## EXERCISE BRIEF
Update the listing below by changing every "in parentheses" to "in square brackets" and leaving all else as it is. Omit the pictures from your answer.

## SUPPLIED RECORDS
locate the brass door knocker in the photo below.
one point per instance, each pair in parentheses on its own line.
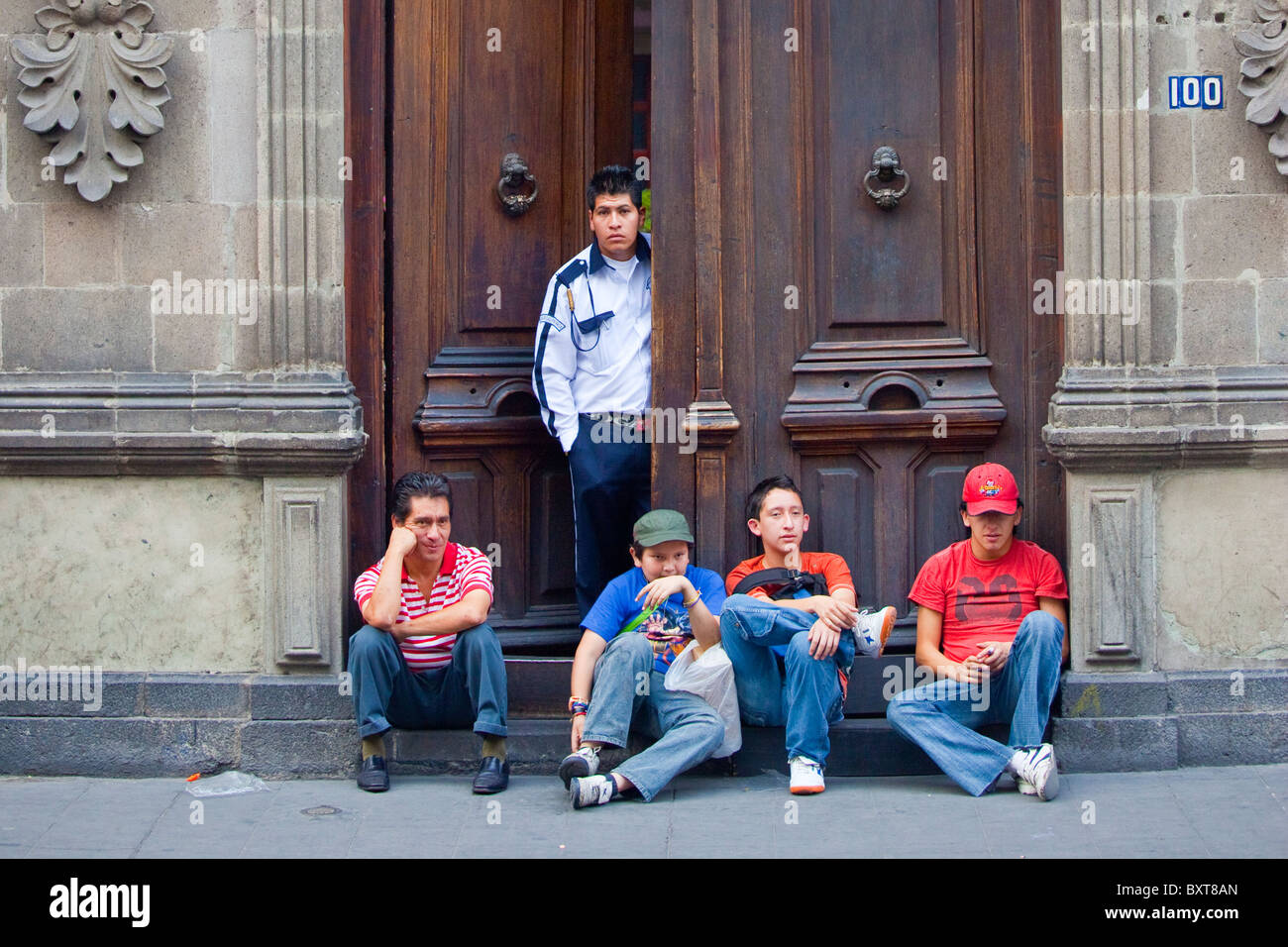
(887,167)
(515,174)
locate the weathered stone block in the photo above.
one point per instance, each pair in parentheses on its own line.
(21,247)
(1228,692)
(180,17)
(1220,571)
(191,548)
(82,244)
(166,237)
(117,748)
(1162,237)
(20,17)
(1273,321)
(193,343)
(299,697)
(1171,154)
(1231,154)
(232,116)
(1229,740)
(116,694)
(1116,744)
(1077,169)
(307,749)
(77,330)
(1091,694)
(1162,324)
(1219,322)
(1224,236)
(196,694)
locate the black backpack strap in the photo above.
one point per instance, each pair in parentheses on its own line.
(790,581)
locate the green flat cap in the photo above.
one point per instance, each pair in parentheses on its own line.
(661,526)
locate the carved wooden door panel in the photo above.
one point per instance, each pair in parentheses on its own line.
(874,354)
(548,84)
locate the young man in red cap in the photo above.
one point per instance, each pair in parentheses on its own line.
(991,624)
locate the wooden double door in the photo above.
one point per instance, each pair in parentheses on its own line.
(872,352)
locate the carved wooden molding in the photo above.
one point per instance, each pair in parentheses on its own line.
(1265,76)
(926,389)
(94,86)
(304,536)
(481,395)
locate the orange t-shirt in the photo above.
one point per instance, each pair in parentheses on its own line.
(829,565)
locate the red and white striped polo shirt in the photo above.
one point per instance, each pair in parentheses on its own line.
(464,570)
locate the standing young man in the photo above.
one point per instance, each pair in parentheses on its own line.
(592,368)
(991,624)
(426,657)
(793,656)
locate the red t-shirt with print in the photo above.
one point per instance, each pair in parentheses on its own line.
(986,600)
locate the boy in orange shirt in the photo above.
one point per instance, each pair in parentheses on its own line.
(791,630)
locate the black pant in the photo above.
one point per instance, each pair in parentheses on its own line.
(609,492)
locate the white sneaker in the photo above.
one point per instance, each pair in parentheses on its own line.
(806,776)
(592,789)
(1035,767)
(872,629)
(583,763)
(1024,787)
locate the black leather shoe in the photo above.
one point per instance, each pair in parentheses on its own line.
(374,776)
(493,776)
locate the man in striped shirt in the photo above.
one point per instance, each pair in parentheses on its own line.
(426,657)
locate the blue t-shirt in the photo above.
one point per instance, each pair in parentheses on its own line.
(669,626)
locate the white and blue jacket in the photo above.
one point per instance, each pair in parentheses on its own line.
(592,341)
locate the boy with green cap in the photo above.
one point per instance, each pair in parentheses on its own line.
(631,635)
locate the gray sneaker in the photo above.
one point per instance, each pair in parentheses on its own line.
(872,630)
(580,764)
(1037,770)
(592,789)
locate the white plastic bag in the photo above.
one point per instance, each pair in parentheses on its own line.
(709,677)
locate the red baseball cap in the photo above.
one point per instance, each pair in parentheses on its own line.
(990,488)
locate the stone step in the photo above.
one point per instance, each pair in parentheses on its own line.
(859,748)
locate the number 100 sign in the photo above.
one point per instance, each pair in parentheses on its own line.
(1194,91)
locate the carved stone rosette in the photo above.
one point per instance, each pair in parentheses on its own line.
(1265,75)
(94,88)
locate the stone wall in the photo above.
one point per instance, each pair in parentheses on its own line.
(143,431)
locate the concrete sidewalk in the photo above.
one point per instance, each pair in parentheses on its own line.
(1225,812)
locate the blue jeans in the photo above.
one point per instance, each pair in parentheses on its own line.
(469,692)
(627,688)
(939,716)
(805,693)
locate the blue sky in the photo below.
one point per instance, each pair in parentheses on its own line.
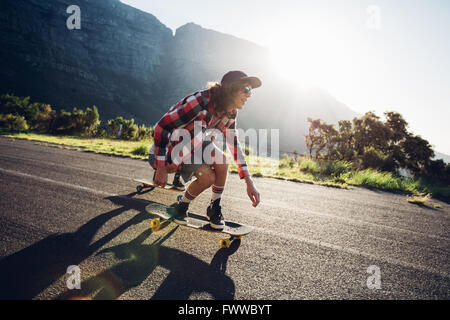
(391,58)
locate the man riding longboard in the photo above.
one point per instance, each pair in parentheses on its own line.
(214,111)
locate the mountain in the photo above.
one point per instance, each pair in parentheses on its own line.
(113,61)
(126,62)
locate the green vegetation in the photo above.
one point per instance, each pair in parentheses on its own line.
(19,114)
(370,152)
(364,152)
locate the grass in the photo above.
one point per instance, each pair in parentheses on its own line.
(339,174)
(133,149)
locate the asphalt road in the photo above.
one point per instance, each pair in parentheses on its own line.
(60,208)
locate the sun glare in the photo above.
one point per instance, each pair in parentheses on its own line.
(311,57)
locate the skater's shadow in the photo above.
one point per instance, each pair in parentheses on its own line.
(188,274)
(26,273)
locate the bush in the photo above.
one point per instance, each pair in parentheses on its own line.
(13,122)
(142,150)
(373,158)
(129,129)
(308,165)
(144,133)
(336,168)
(286,162)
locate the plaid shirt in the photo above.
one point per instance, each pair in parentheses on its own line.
(196,107)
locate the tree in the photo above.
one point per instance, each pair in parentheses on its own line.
(314,140)
(418,153)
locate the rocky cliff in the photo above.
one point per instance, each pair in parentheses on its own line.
(114,61)
(128,63)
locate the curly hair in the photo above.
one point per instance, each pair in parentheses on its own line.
(222,96)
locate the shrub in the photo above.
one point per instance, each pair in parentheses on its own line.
(142,150)
(129,129)
(13,122)
(144,133)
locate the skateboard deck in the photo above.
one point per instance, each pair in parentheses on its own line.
(147,183)
(195,221)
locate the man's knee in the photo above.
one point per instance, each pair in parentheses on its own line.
(206,176)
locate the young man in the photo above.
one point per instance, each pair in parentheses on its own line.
(212,109)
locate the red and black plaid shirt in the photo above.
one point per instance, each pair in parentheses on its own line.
(197,107)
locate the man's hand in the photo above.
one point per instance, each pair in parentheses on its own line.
(161,177)
(253,194)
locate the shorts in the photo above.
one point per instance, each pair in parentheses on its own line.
(187,170)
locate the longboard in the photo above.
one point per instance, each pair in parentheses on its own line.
(146,183)
(234,229)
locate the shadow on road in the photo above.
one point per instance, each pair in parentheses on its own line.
(28,272)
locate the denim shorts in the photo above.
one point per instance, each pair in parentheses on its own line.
(187,170)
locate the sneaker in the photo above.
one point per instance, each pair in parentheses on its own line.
(181,212)
(177,182)
(215,217)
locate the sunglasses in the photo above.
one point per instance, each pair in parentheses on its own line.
(247,89)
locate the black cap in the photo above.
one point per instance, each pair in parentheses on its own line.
(237,77)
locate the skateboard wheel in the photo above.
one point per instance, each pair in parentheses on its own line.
(155,224)
(224,243)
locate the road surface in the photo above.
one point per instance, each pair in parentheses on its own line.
(62,208)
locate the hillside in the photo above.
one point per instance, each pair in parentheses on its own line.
(126,62)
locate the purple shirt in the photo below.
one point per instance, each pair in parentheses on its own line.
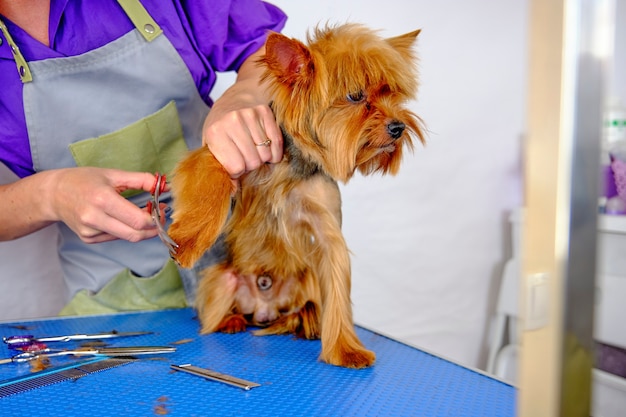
(209,35)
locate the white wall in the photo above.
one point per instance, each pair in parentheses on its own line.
(429,244)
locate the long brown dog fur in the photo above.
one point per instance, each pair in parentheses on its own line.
(341,103)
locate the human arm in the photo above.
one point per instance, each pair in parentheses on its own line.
(240,120)
(86,199)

## SOLUTION FOR THIS PROBLEM
locate the brass door knocker in the photo below.
one point per instance, each pair in square brackets on its own line.
(887,167)
(515,174)
locate the weathered stone block in the photo above.
one point per instance, each pair in square brackets on its own line.
(21,247)
(1228,692)
(180,17)
(1220,571)
(191,548)
(82,244)
(166,237)
(117,748)
(1162,237)
(20,17)
(1273,321)
(193,343)
(299,697)
(1171,154)
(1231,154)
(232,116)
(1229,740)
(116,694)
(1116,744)
(1077,169)
(307,749)
(77,330)
(1091,694)
(1162,324)
(1219,322)
(1224,236)
(196,694)
locate the black backpack strap in the photo above.
one point per instance, each pair in square brackets on its own line.
(790,581)
locate the green flat cap in the photo above.
one point per instance, each pair in square brackets on its own line.
(661,526)
locate the carved wooden door panel in the photo above.
one point per instance, each pair in square brackets on its own line.
(874,354)
(548,84)
locate the young man in red cap in the photo above.
one point per instance, each pair in square brackets on its own line.
(991,624)
locate the wooden double door in the photo above.
one point per instance, each pair in square brackets on its own line.
(872,352)
locate the carved wooden molding in the photo above.
one point per instance, each pair in square brackets on its own line.
(1265,76)
(926,389)
(94,86)
(304,536)
(481,395)
locate the orange t-shirt in the photo above.
one point per instance, each pair in square brackets on its own line.
(829,565)
locate the red and white striped polo shirt in the photo above.
one point per instance, each pair in square brackets on its own line.
(464,570)
locate the standing young man in the photo above.
one point per instance, each pair in square brackets on its own line.
(592,368)
(991,624)
(426,657)
(793,656)
locate the red t-shirt with print in the photo above.
one point per instance, each pair in square brackets on its own line.
(986,600)
locate the boy in orange shirt in the photo above.
one point per instance, each pair in square brackets on its own line.
(791,630)
locate the black pant in the photo above.
one point per instance, each pair in square brackets on its own line.
(609,492)
locate the white sneaker in the photo above.
one point per instance, each pair in square brackets on its own line.
(806,776)
(592,789)
(1035,767)
(872,629)
(583,763)
(1024,787)
locate the black leather shoe in the photo above.
one point per instance, each pair in square brackets on its own line.
(374,776)
(493,776)
locate the man in striped shirt in the photo above.
one point per instance, each pair in square brackets on its own line.
(426,657)
locate the blue t-shirt in the photo above.
one point per instance, each pair in square brackets on its own line.
(669,626)
locate the white and blue jacket in the photo above.
one point per instance, each pair in square brackets on its own line.
(592,341)
locate the boy with green cap in the photo above.
one point per instance, each pair in square brackets on its own line.
(631,635)
locate the gray sneaker in the photo above.
one point per instance, each pair in square brackets on its own line.
(872,630)
(580,764)
(1037,770)
(592,789)
locate the white plastic bag in the photo above.
one point per instance, each pair in square brackets on its own line.
(709,677)
locate the red baseball cap in the photo above.
one point per instance, each pair in square brackets on its own line.
(990,488)
locate the stone step in the photo above.
one point per instance, each pair in square brackets on its own line.
(859,748)
locate the number 100 sign in the photo above.
one point per instance, each pair in square brackets on its own line.
(1194,91)
locate the carved stone rosette in the photo above.
one point per instance, each pair in square brackets on its own line.
(1265,75)
(94,88)
locate the stone wall in the photo above.
one point per instance, each pair in square brackets on its own line.
(143,431)
locate the concrete sidewalk in the photo above.
one point per instance, each pair in square brackets on its own line.
(1225,812)
locate the blue jeans in the photo above.
one point per instance, each pair in square brackets on its own line.
(469,692)
(627,688)
(939,716)
(805,693)
locate the blue sky in the photo below.
one point per instance, each pair in square brackets on its own line.
(391,58)
locate the man riding longboard in the photo above.
one point per instance, each pair in square brackets on its own line.
(214,111)
locate the mountain in the photo above.
one point per instance, each pair in square brackets on its own line.
(113,61)
(126,62)
locate the green vegetation in the photo above.
one point per instance, each pair in square brackets on its own line.
(19,114)
(370,152)
(364,152)
locate the grass in the photo above.
one point per instance, each pair in square brackets on its own line.
(339,174)
(133,149)
locate the asphalt road in the photo above.
one point per instance, each pair in square brackets on its own line.
(60,208)
locate the sun glare in the photo above.
one point per instance, each pair in square brackets on its own line.
(311,57)
locate the skater's shadow in the photo above.
one point per instance, each pair in square brackets on its own line.
(188,274)
(26,273)
locate the bush in the photo above.
one point per instance, each pair in square brackets on its own line.
(13,122)
(142,150)
(373,158)
(129,129)
(308,165)
(144,133)
(336,168)
(286,162)
locate the plaid shirt in the photo above.
one point per instance, each pair in square brackets on its own line.
(196,107)
locate the tree in the photo above.
one point per instance, each pair in square brackets on its own line.
(314,140)
(418,153)
locate the rocky cliff in the photo above.
one point per instance, each pair in square brackets on its own line.
(114,61)
(128,63)
locate the curly hair in the photo above.
one point per instance, each pair in square brackets on its own line.
(222,96)
locate the shrub in the photo above.
one point per instance, each pair in square brackets on its own line.
(142,150)
(129,129)
(13,122)
(144,133)
locate the skateboard deck in the photo above.
one point per instance, each pair in square brackets on its own line.
(147,183)
(195,221)
locate the man's knee in the photo above.
one point per instance, each pair in square brackets on its own line.
(206,176)
locate the young man in the photo above.
one point per instance, each pair in square brackets on its own line.
(212,109)
locate the red and black plaid shirt in the photo above.
one point per instance, each pair in square brackets on its own line.
(197,107)
locate the man's hand in the photo above.
one point per instance, each pair in square brackets on its own line.
(161,177)
(253,194)
locate the shorts in the photo above.
one point per instance, each pair in square brackets on its own line.
(187,170)
locate the longboard in the photo above.
one point per instance, each pair in square brackets on its own line.
(146,183)
(234,229)
locate the shadow on road in the photo above.
one point per instance, each pair in square brackets on its own line.
(28,272)
locate the denim shorts in the photo above.
one point per instance, each pair in square brackets on its own line.
(187,170)
locate the sneaker in the photo above.
one point per instance, each pair in square brackets on its own line.
(181,212)
(177,182)
(215,217)
locate the sunglasses in the photo above.
one point per instance, each pair in square brackets on its own line.
(247,89)
locate the black cap in the photo above.
one point per instance, each pair in square brackets on its own line.
(237,77)
locate the skateboard wheel in the photo above.
one point per instance, each pair in square brackets on its own line.
(155,224)
(224,243)
locate the road surface in the photo above.
one point per instance, each pair in square brackets on its own line.
(62,208)
locate the hillside in the photo above.
one point per instance, each pair in square brackets on its own line.
(126,62)
locate the purple shirt in the photo below.
one point per instance, each pair in square brackets on its own line.
(209,35)
locate the white wall in the photo above.
one point per instance, each pair in square brackets on its own line.
(429,244)
locate the long brown dog fur in the photo above.
one point per instance, each pair in square brackets on its own line.
(341,103)
locate the human arm in the photo above.
one point per instance, each pair in square brackets on its own line.
(240,120)
(86,199)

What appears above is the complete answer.